WRITTEN INSTRUCTION A:
Please list every line of the records that contains the string "panel".

## START TEXT TO READ

Mean of Ungrouped Data

The mean of data indicate how the data are distributed around the central part of the distribution. That is why the arithmetic numbers are also known as measures of central tendencies.


Mean Of Raw Data:       

The mean (or arithmetic mean) of n observations (variates) x\(_{1}\), x\(_{2}\), x\(_{3}\), x\(_{4}\), ....., x\(_{n}\) is given by

Mean = \(\frac{x_{1} + x_{2} + x_{3} + x_{4} + .... + x_{n}}{n}\)

In words, mean = \(\frac{\textbf{Sum of the Variables}}{\textbf{Total Number of Variates}}\)

Symbolically, A = \(\frac{\sum x_{i}}{n}\); i = 1, 2, 3, 4, ...., n.

Solved Example:

A student scored 80%, 72%, 50%, 64% and 74% marks in five subjects in an examination. Find the mean percentage of marks obtained by him.

Solution:

Here, observations in percentage are

x\(_{1}\) = 80, x\(_{2}\) = 72, x\(_{3}\) = 50, x\(_{4}\) = 64, x\(_{5}\) = 74.

Therefore, their mean A = \(\frac{x_{1} + x_{2} + x_{3} + x_{4} + x_{5}}{5}\)

                                   = \(\frac{80 + 72 + 50 + 64 + 74}{5}\)

                                   = \(\frac{340}{5}\)

## END TEXT TO READ
## START DATASET EXCERPTS

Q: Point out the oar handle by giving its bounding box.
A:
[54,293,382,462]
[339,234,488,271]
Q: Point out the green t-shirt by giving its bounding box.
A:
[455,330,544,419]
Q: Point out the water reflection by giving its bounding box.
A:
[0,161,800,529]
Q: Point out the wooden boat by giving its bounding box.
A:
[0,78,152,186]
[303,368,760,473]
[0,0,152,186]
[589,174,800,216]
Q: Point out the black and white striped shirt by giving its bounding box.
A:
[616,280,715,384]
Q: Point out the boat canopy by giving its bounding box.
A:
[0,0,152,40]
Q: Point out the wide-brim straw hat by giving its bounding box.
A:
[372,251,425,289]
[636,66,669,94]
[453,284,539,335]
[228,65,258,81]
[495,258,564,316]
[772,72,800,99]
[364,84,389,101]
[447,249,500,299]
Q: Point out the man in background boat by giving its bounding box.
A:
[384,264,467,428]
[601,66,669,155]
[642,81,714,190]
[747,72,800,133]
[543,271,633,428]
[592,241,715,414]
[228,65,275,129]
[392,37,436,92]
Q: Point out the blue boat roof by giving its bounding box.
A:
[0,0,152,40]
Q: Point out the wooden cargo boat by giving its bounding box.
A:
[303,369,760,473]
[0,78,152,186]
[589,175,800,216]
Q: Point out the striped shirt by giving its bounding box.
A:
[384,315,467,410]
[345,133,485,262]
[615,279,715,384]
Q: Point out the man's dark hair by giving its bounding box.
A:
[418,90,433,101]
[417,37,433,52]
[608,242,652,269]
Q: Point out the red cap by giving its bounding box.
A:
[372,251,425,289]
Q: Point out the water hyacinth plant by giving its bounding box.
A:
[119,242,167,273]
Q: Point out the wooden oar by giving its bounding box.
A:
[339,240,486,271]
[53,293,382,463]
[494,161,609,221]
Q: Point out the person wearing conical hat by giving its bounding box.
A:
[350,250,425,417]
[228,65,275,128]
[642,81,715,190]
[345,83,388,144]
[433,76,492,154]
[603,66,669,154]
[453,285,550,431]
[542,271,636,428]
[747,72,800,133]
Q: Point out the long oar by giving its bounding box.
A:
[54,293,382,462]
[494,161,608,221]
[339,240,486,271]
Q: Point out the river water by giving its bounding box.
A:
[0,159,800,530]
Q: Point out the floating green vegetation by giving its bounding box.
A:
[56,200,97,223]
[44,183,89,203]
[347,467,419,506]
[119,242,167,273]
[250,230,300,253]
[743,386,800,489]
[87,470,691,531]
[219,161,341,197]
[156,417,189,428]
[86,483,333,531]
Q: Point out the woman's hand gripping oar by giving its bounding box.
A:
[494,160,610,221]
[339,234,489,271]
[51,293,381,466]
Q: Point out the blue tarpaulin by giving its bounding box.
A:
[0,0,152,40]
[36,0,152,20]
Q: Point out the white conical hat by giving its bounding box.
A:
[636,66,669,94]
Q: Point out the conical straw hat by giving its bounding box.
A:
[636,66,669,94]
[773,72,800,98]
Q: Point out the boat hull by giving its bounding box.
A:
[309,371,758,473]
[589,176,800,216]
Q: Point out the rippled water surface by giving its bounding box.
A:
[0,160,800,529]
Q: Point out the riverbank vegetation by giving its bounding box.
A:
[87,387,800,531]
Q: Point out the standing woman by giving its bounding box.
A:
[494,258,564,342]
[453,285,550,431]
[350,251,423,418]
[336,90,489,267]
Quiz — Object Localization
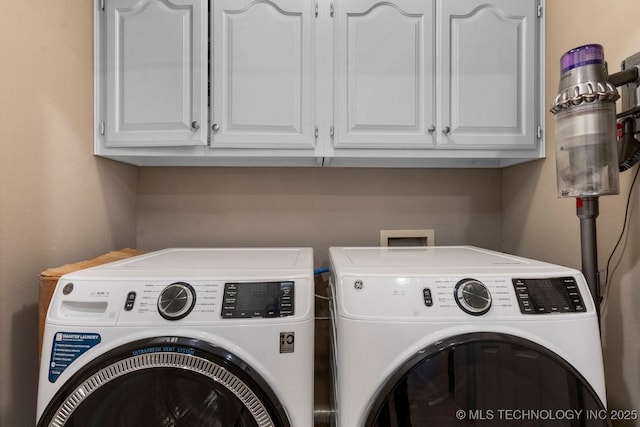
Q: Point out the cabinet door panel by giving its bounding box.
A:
[211,0,315,148]
[334,0,435,148]
[439,0,539,149]
[105,0,207,147]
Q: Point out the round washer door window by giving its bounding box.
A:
[38,338,290,427]
[365,333,610,427]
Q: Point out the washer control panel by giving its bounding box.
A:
[222,281,295,319]
[512,277,586,314]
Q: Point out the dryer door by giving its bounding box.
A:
[365,333,610,427]
[38,337,291,427]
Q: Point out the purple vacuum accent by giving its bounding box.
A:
[560,44,604,74]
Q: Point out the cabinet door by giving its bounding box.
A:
[211,0,315,150]
[437,0,540,149]
[334,0,435,149]
[103,0,207,147]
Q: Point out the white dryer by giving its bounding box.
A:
[37,248,314,427]
[330,246,609,427]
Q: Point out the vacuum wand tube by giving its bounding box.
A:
[551,44,619,313]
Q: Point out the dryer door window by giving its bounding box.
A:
[365,333,610,427]
[38,338,290,427]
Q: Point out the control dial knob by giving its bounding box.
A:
[453,279,491,316]
[158,282,196,320]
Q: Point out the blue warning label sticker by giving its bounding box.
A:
[49,332,101,383]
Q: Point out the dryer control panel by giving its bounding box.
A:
[222,281,294,319]
[512,277,586,314]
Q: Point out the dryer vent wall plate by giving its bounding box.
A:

## END DATASET EXCERPTS

WRITTEN INSTRUCTION B:
In the solved example on the mean of ungrouped data, what is the sum of the student's five percentage marks?

WRITTEN ANSWER A:
Q: Point out the cabinet door panel by giving its bounding box.
Q: Point out the washer control panel by giving its bounding box.
Q: Point out the dryer control panel by giving its bounding box.

WRITTEN ANSWER B:
340